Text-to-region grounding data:
[Start of section]
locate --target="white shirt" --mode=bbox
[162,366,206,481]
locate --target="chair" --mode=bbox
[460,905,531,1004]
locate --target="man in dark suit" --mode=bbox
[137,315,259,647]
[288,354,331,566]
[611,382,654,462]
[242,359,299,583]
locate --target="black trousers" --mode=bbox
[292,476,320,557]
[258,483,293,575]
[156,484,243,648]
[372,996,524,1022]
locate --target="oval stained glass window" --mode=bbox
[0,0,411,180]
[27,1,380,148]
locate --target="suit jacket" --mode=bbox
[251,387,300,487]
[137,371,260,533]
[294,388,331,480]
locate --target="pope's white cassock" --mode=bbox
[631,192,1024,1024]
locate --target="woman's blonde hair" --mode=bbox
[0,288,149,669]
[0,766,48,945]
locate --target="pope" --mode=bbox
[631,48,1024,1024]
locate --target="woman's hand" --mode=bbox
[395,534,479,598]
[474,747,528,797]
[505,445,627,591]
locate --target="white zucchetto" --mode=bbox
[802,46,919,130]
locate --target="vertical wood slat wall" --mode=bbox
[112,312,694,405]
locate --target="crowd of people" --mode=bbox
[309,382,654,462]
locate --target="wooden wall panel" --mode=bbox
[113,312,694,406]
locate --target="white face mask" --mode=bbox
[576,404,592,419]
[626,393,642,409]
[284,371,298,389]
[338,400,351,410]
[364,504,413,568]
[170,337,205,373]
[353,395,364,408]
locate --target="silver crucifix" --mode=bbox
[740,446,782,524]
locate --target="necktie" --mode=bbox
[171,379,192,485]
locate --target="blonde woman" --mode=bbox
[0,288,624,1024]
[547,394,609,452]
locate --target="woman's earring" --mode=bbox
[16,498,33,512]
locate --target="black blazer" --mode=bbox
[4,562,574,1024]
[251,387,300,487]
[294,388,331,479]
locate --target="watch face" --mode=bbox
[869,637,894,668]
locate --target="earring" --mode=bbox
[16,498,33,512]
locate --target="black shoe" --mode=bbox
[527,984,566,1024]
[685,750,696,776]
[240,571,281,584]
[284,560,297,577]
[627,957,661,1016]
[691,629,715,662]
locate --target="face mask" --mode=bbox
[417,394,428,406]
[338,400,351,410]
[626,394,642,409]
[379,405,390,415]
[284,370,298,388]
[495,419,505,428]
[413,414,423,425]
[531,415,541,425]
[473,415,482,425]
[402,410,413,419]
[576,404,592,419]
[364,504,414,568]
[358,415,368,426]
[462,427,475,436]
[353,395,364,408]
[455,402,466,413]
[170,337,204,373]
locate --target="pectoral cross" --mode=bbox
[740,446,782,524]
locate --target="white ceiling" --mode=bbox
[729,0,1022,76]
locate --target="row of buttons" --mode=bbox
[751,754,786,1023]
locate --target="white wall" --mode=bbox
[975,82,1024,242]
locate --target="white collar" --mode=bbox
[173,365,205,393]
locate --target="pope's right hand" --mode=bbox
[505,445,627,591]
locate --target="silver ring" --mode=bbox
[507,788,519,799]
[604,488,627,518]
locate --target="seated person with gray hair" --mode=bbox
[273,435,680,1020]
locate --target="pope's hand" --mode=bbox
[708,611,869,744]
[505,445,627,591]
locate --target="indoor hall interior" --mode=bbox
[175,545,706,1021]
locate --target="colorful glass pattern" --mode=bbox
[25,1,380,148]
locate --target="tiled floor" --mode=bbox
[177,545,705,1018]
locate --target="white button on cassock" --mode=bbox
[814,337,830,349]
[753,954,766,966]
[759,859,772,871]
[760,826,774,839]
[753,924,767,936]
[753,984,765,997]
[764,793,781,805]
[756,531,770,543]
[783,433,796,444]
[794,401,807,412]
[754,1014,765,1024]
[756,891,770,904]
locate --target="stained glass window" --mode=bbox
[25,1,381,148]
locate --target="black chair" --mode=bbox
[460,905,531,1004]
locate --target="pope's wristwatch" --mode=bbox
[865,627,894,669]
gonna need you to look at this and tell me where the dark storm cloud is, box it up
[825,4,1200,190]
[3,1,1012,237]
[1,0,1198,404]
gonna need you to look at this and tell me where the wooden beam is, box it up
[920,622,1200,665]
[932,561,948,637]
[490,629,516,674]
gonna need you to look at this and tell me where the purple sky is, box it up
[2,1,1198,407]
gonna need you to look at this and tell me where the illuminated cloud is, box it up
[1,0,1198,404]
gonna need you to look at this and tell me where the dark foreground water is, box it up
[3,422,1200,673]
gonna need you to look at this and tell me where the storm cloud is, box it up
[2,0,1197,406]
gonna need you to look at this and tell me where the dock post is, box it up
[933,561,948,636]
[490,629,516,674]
[End of section]
# What is being asked:
Output the lines from the one with "post is, box it up" through the end of the records above, exactly, including both ends, and nothing besides.

# Exercise solution:
gonna need you to look at this and tell me where the dock post is, box it up
[933,561,948,636]
[490,629,516,674]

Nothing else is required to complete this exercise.